◆ **Task directions**
Down to the final line, print each entry exactly.

◆ **Data for review**
::::::::
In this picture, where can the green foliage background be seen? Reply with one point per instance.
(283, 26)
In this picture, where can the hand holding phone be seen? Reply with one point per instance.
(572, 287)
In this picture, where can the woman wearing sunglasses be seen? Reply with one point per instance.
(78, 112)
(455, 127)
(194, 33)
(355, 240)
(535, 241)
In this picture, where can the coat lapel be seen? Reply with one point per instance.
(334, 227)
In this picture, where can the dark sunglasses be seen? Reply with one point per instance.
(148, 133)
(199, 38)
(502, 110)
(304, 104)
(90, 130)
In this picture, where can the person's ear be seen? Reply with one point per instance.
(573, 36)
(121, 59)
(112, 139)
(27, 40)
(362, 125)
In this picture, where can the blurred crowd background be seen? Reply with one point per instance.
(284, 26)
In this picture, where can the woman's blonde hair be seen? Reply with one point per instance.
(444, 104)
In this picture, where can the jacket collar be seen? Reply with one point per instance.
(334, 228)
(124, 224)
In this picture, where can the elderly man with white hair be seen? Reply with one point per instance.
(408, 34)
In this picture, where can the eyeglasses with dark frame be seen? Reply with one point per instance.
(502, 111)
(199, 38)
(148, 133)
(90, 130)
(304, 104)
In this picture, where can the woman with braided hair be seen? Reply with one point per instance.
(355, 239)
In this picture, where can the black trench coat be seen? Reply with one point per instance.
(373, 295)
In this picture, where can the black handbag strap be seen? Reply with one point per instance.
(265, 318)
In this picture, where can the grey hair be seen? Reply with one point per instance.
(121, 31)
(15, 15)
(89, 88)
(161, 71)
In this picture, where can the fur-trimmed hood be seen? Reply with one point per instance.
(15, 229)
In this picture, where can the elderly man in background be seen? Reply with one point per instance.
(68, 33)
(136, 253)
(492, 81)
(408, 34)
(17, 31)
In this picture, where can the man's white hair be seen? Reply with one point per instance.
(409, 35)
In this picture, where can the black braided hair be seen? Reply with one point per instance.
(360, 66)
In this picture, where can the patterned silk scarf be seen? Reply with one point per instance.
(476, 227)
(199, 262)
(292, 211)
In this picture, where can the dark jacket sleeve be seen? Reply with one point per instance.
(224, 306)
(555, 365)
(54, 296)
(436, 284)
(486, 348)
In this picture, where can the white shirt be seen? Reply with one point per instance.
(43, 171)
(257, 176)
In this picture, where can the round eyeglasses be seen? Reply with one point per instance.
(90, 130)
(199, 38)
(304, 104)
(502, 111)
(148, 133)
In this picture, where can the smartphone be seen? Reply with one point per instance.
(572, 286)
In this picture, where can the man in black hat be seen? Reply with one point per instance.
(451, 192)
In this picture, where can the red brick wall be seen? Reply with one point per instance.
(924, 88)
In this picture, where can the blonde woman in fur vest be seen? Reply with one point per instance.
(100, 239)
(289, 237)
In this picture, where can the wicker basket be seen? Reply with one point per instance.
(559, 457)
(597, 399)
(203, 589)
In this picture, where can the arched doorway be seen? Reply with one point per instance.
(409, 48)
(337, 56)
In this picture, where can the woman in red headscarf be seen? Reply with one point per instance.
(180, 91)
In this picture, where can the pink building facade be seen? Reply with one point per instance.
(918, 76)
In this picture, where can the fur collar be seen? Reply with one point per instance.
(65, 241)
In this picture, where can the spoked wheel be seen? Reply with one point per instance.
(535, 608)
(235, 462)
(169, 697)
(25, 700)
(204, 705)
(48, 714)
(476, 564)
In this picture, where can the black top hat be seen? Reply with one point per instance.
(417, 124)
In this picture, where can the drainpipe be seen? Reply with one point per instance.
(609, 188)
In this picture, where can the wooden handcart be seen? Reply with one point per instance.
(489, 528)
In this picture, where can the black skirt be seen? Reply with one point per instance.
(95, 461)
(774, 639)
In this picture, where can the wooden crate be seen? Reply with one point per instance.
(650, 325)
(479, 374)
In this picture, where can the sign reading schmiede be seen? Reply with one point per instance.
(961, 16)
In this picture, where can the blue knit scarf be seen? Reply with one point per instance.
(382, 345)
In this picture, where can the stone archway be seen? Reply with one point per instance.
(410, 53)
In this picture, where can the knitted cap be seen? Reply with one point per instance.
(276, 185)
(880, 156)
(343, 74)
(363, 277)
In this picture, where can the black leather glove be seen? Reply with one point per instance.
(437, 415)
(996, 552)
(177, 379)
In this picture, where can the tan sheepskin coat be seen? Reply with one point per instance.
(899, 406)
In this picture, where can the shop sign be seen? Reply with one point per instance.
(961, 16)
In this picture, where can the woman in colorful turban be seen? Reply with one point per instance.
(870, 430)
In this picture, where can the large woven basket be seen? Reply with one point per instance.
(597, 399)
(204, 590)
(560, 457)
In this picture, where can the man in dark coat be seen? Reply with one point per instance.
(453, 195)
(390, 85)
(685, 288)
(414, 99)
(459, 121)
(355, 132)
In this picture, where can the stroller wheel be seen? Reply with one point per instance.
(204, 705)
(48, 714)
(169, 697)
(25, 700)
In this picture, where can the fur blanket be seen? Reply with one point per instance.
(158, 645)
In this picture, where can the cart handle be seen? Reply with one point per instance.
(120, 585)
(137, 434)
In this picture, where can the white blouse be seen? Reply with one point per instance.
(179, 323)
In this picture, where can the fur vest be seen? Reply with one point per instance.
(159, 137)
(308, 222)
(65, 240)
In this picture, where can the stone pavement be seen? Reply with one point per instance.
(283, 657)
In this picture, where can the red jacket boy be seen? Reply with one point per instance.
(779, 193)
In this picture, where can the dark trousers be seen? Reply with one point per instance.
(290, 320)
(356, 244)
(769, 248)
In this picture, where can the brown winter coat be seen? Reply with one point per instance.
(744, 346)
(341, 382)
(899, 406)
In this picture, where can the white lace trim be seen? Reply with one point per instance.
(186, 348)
::::::::
◆ **Exercise answer**
In this picture, where can the green foliage background be seen? Reply with one point per instance.
(283, 26)
In this picture, where can the hand holding phone be seen? Reply with one point per instance.
(572, 287)
In this picture, where can the woman wearing sunglasses be seen? Reply with one point per instance.
(78, 112)
(455, 127)
(194, 33)
(355, 240)
(535, 241)
In this picture, where can the coat lapel be seen? Reply with one point per instance.
(334, 227)
In this picture, where can the dark sunglasses be seen? Reply with one point per instance.
(148, 133)
(199, 38)
(502, 110)
(304, 104)
(90, 130)
In this picture, where can the person's ear be seen? Reply with one point per instance.
(573, 36)
(121, 59)
(112, 139)
(27, 40)
(362, 125)
In this picture, where can the blurred crowd background be seen? Reply with one point per instance.
(284, 26)
In this picture, where can the woman's blonde hair be seen? Reply with one point per instance.
(444, 104)
In this picture, where can the jacket collar be seen? Reply with one point per instance.
(334, 228)
(124, 224)
In this picture, where can the elderly man with white hair be seen? Reply with one point per instance.
(408, 34)
In this picture, where can the eyeglasses with dark frame be seen? Reply with one point per instance.
(502, 111)
(199, 38)
(148, 133)
(90, 130)
(304, 104)
In this picture, where can the woman with braided hair be seen? Reply with one point per instance.
(355, 239)
In this picture, where can the black trench coat be seen? Reply with one point per instance.
(373, 295)
In this picture, where can the black handbag strap be seen? Reply with one point per instance.
(265, 318)
In this picture, where can the grey hair be seen? Reply with one point per instance.
(121, 31)
(15, 15)
(89, 88)
(161, 71)
In this picture, where can the fur-trimmed hood be seen? Reply with one point per instance.
(15, 229)
In this picture, where can the elderly man in background be seen? Reply with one point per instance.
(68, 33)
(136, 253)
(492, 81)
(408, 34)
(17, 31)
In this picture, where can the man's white hair be seen? Reply with one point per instance.
(409, 35)
In this picture, where can the black braided hair be seen? Reply with one point per instance.
(360, 66)
In this picture, where can the patterned silk scarf be seen? Reply with one point per instance.
(476, 227)
(199, 262)
(292, 211)
In this picture, where can the dark jacket sleeve be seen? Reply with one point per instance.
(224, 306)
(555, 365)
(54, 296)
(436, 284)
(486, 348)
In this picture, where can the white shirt be seen? Reply with one point per instance.
(43, 171)
(257, 176)
In this picture, where can the round eyeglasses be seen? Reply with one point per instance.
(90, 130)
(199, 38)
(304, 104)
(502, 111)
(148, 133)
In this picture, where can the smartphone be seen? Reply with one point per instance.
(572, 286)
In this picture, where can the man in black hat be seen? Reply with one point per instance.
(451, 192)
In this picture, where can the red brick wall be seen? Reply with one point per instance.
(924, 88)
In this picture, where can the blonde woman in fur vest be seen? Reply with one point per instance.
(100, 239)
(289, 237)
In this picture, where can the wicker basket be seen? Reply with one point per instance.
(559, 457)
(597, 399)
(203, 589)
In this picture, where can the arched doorway be seen? Reply with one point per instance.
(409, 48)
(337, 56)
In this picture, where can the woman in red headscarf be seen? Reply with one point per instance.
(180, 91)
In this picture, where can the pink building facade be seen? Reply with one point per instance.
(918, 76)
In this picture, where can the fur collar be seen? Reply with one point per instance.
(65, 241)
In this picture, where can the spoked wheel be seen? Reply with one point per instance.
(535, 608)
(235, 462)
(169, 697)
(25, 700)
(204, 705)
(48, 714)
(476, 564)
In this picture, where can the black top hat be seen? Reply with one point per instance.
(417, 124)
In this picture, where can the drainpipe be seen? Reply with one point per instance.
(609, 188)
In this picture, where can the wooden handcart be seen? Reply with one point per instance.
(489, 528)
In this picture, where can the black skirt be seen? Reply with one point per instance.
(95, 461)
(774, 639)
In this picture, where can the wooden crate be seen? Reply with one point per instance.
(650, 325)
(479, 374)
In this picture, where can the sign reading schmiede be seen? Reply with one point per instance.
(961, 16)
In this picture, where can the blue knit scarf be seen? Reply with one point per instance.
(382, 345)
In this picture, where can the stone archway be seen? Reply with one point per instance.
(410, 53)
In this picture, where can the knitted cap be seen? Reply with one point per instance.
(276, 185)
(880, 156)
(343, 74)
(363, 277)
In this picture, where can the black leather glove be seen? Reply with one point per instance.
(437, 415)
(996, 552)
(177, 379)
In this picture, where can the tan sheepskin coat be seen? Reply with one point per instance.
(899, 406)
In this picture, where can the shop sign be seen? Reply with one point per instance.
(961, 16)
In this picture, where can the woman in colorful turban be seen? Reply with one point per instance.
(870, 430)
In this picture, where can the large woven basket be seen? Reply with one point per instance.
(597, 399)
(204, 590)
(560, 457)
In this picture, where can the man in dark coat be seen? Reply with one point per instance.
(453, 195)
(390, 85)
(685, 288)
(414, 99)
(459, 121)
(355, 132)
In this picture, where can the stroller wheel be seen? Reply with one point per instance.
(204, 705)
(48, 714)
(169, 697)
(25, 700)
In this picture, where can the fur blanket be seen? Reply with one point per instance.
(158, 645)
In this picture, where can the cart handle be seen? Reply with one point per instance.
(120, 585)
(137, 434)
In this picture, where can the white blouse be seen? Reply with one point per instance.
(179, 323)
In this picture, where can the fur vest be seen? Reply with one point per instance.
(159, 137)
(308, 222)
(65, 240)
In this picture, where can the stone pavement be seen? Reply with one point per instance.
(283, 657)
In this picture, where can the red jacket boy be seen? Reply with one point per instance.
(779, 193)
In this picture, where can the dark trousers be seen? Reply with one point per instance.
(290, 320)
(356, 244)
(769, 248)
In this picture, where can the brown winter coat be seen? Reply with one point per instance.
(744, 346)
(341, 382)
(899, 406)
In this picture, where can the white lace trim be seen? Reply with one point per instance.
(186, 348)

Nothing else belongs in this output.